→ Reading text:
########################################

The Collected Stories of Carol Emshwiller: Vol. 2 by Carol Emshwiller (NonStop Press)

Carol Emshwiller's short fiction is just amazing — every one of her stories is a mind-blowing experience, featuring creatures who are more sympathetic than most humans and humans who are complex and sometimes disturbing. (Read our review of her book The Mount here.) If you haven't ever delved into her strange, beguiling worlds, then this is a perfect chance — this book contains 56 of her stories, including some that aficionados may not have seen before. This is definitely a must-read, along with the first volume.

Dangerous Women by George R.R. Martin & Gardner Dozois (Editors) (Tor Books)

This is an 800-page collection of short stories unified by the theme of women who make trouble — and a big selling point is that it includes previously unpublished stories set in some of your favorite worlds. Jim Butcher contributes a story from the world of Dresden Files. Diana Gabaldon writes a new Outlander story. And George R.R. Martin writes a massive, sweeping novella set in the world of A Song of Ice and Fire, which we wrote about here.

Starter House: A Novel by Sonja Condit (William Morrow Paperbacks)

########################################

Location identification items
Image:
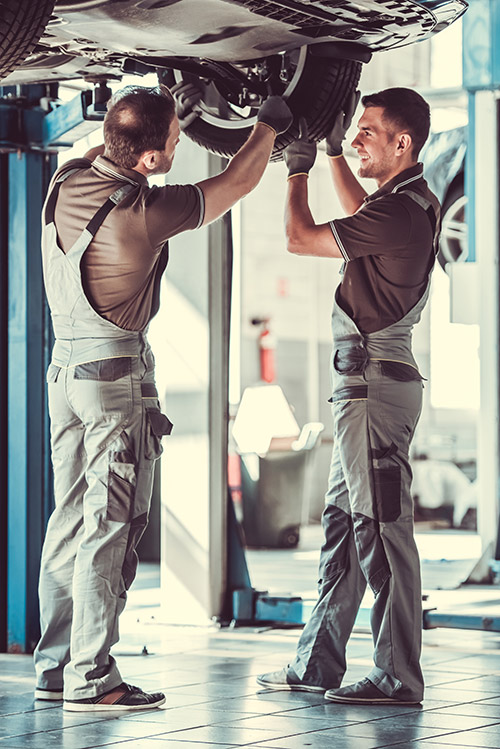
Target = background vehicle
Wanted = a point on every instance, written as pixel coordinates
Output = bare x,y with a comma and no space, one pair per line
238,51
444,163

########################################

→ Things to do:
- 1) Summarize the book roundup in two sentences.
- 2) According to the book roundup, how long is the Dangerous Women collection?
- 3) Write the next part of the book roundup, beginning after its final line.

→ Results by task:
- 1) The Collected Stories of Carol Emshwiller: Vol. 2 gathers 56 of her stories, some of which aficionados may not have seen before. Dangerous Women is an 800-page collection of stories about women who make trouble, including previously unpublished stories by Jim Butcher, Diana Gabaldon and George R.R. Martin that are set in their familiar worlds.

- 2) It is 800 pages long.

- 3)
This debut novel is a haunted-house tale, in which the daughter of a wandering psychic is trying hard to settle down with her husband and unborn baby — so she can raise her child in the stability and security that she never had. But it turns out you can stop traveling around with your psychic mom, but that doesn't mean the world of the paranormal will leave you alone. The house has a mysterious malevolent presence, secrets of the past, and a weird boy who appears to Lacey when she's alone.

The Suicide Exhibition: The Never War by Justin Richards (Del Rey)

You might have read Justin Richards' Doctor Who stories, and now you can read his World War II-era story of aliens who have visited Earth before, and left objects of power behind. The Nazis are seeking the Spear of Destiny, the Ark of the Covenant and the Holy Grail — all artifacts left by the alien Vril on their previous visits. Can the good guys get hold of these alien items first? Will they learn the truth about the aliens, to their cost? Basically, it's Indiana Jones with a huge dash of The X-Files, with a lot of spy thriller thrown in.